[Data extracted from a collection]
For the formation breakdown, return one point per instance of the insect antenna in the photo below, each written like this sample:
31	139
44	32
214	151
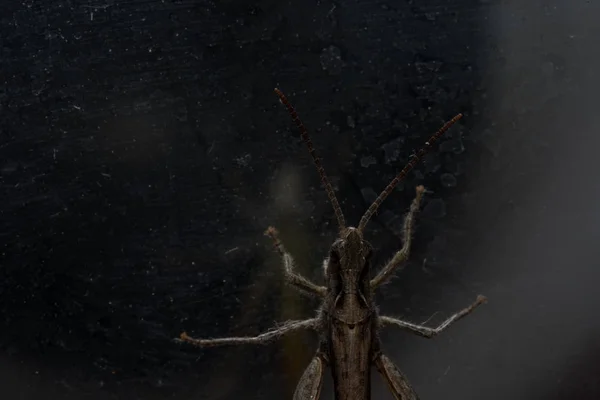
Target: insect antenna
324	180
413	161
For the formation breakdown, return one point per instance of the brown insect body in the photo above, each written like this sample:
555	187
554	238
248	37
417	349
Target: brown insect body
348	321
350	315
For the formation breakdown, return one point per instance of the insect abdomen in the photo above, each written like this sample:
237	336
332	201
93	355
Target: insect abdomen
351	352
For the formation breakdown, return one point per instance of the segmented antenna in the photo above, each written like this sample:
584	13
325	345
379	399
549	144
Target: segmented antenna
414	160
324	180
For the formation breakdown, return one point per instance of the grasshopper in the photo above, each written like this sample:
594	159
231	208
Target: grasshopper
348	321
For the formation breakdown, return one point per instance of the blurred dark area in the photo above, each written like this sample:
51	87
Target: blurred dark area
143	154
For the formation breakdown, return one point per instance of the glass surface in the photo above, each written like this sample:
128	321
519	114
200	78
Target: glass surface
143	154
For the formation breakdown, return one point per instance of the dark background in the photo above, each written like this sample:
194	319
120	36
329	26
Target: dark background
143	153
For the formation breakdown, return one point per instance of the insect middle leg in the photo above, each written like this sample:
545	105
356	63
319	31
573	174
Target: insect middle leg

> **WORK TASK**: Copy out exactly the lines between the line with "of the dark" and the last line of the entries, counting both of those lines.

> **SOLUTION TO THIS PROBLEM**:
For the formation breakdown, return one point per instance of the dark background in the photo above, each written like this sample:
194	319
120	36
329	26
Target: dark background
143	153
For the formation breakdown, return one point per instance of the insect middle leg in the photo above, each written like this sample:
545	105
356	63
319	31
573	174
Target: insect middle leg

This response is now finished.